▶ **WHAT NEEDS TO BE DONE**
Repeat the material in full. Keep every line exactly as it is.

▶ **RECORDS SHOWN**
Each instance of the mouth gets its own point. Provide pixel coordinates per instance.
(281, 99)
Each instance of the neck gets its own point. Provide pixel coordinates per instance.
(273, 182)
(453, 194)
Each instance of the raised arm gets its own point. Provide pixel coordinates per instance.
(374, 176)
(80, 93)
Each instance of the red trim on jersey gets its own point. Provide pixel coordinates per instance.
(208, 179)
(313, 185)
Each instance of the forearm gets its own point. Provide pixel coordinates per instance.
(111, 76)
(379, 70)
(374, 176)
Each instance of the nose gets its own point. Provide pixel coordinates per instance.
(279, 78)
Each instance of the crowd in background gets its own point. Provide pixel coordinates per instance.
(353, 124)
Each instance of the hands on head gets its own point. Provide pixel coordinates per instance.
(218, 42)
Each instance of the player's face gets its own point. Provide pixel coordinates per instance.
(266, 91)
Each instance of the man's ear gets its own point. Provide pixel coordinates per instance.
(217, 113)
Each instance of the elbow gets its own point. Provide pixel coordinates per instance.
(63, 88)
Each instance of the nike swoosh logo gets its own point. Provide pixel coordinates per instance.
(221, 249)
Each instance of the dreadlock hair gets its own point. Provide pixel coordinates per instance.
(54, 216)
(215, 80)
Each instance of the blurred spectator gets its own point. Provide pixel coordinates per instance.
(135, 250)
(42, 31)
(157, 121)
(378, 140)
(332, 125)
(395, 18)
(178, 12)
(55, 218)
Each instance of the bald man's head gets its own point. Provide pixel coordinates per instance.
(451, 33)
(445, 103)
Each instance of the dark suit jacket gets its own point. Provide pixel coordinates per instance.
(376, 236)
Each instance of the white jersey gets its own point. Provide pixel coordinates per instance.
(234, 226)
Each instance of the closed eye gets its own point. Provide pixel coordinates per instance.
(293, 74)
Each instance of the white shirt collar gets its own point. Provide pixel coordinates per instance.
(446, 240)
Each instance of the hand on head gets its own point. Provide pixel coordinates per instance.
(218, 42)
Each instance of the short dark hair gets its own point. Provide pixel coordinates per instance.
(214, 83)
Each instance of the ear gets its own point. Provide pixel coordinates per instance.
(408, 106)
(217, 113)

▶ **RESULT**
Each instance of the mouth gets its own point. Provide pixel coordinates per instance.
(281, 99)
Each instance of the neck gets its own point. Provide pixel coordinates per instance.
(273, 182)
(453, 194)
Each instance of the raised arm gets its own point. Provide pixel coordinates per instance.
(374, 176)
(80, 93)
Each instance of the red trim on jersey gets its own point. Provide pixel coordinates per instance.
(208, 179)
(313, 185)
Each instance of the forearm gets its own point. Provide pixel coordinates per instance.
(111, 76)
(379, 70)
(374, 176)
Each instance of the nose gets its own point. Provide pixel coordinates per instance.
(279, 78)
Each instance of the crowd in background gets its own point. Provide pixel coordinates per instance.
(353, 124)
Each instance of the hands on head gets its own point. Provide pixel coordinates per instance.
(218, 42)
Each instance of the player's face gets its own point. Provide pixel coordinates per instance.
(266, 91)
Each instance of the man's ear gets its own point. Provide pixel coordinates per instance.
(217, 113)
Each instance of the elbow gets its own point. Provide pixel coordinates per instance.
(63, 88)
Each instance of the nike swoosh logo gets its own point. Provide pixel coordinates per instance.
(221, 249)
Each instance of the dreadlock hair gets its own point. Provide pixel coordinates per instance.
(54, 216)
(215, 80)
Each instance of the blurred spectator gets its own point. Provide pixel coordinates per instance.
(135, 250)
(42, 31)
(157, 121)
(378, 140)
(332, 125)
(395, 18)
(178, 12)
(55, 218)
Each instance of the bald man's head gets its own point. Provide pixel coordinates per instance.
(451, 33)
(445, 103)
Each instance of the dark suit jacket gets its own point. Provide pixel coordinates per instance.
(376, 236)
Each instance of the white jersey gets its own point. Provide pixel coordinates per instance.
(234, 226)
Each instance of the closed eye gets its own point. Provide pixel coordinates per instance.
(293, 74)
Each instance of the white shirt collar gets its own point. Provide pixel coordinates per instance.
(446, 240)
Each instance of the hand on head gets its own point. Provide pixel coordinates per instance.
(218, 42)
Each instance of the short dark hair gets its own point. Provide pixel coordinates per instance.
(214, 83)
Each instance of the ear gets its own point. Provide pixel coordinates per instance.
(408, 106)
(217, 113)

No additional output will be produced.